◆ **PROBLEM**: Copy out the lines below that hold the word "shadow".

──────── THE DATA

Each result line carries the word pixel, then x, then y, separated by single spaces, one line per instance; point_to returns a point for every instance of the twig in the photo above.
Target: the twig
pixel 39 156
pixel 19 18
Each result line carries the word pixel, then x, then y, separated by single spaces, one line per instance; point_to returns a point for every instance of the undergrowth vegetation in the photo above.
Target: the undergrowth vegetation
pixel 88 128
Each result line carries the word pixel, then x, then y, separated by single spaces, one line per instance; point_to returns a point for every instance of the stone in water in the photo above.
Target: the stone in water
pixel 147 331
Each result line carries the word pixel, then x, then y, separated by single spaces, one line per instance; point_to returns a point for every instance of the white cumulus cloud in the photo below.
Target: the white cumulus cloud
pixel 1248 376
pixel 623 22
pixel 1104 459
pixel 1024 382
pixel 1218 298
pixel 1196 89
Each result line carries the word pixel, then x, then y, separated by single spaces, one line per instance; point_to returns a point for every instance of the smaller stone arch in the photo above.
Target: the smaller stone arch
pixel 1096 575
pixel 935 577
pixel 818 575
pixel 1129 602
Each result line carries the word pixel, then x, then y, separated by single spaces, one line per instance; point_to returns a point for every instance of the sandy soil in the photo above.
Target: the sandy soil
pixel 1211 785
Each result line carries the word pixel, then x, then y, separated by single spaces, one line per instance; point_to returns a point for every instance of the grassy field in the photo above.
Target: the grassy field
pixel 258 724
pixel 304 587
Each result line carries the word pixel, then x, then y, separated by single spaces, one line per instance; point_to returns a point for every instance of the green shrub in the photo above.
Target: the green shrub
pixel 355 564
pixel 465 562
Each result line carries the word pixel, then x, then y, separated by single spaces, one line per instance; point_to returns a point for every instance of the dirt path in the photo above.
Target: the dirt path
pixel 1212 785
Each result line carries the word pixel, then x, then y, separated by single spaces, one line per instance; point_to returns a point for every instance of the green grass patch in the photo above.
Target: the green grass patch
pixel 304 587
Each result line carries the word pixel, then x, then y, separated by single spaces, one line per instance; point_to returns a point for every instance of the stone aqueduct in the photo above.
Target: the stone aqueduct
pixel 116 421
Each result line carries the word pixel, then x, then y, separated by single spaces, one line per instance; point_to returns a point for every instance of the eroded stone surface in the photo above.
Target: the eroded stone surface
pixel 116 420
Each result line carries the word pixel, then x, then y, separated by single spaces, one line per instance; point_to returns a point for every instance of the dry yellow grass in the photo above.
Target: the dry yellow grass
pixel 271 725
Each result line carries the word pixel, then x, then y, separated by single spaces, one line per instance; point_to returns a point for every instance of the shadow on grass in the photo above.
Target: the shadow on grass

────────────────

◆ **ANSWER SPACE**:
Each result line carries the word pixel, then x, then y, separated by single spaces, one line per instance; point_to returns a point for every instance of the shadow on grass in the photo above.
Target: the shadow on grass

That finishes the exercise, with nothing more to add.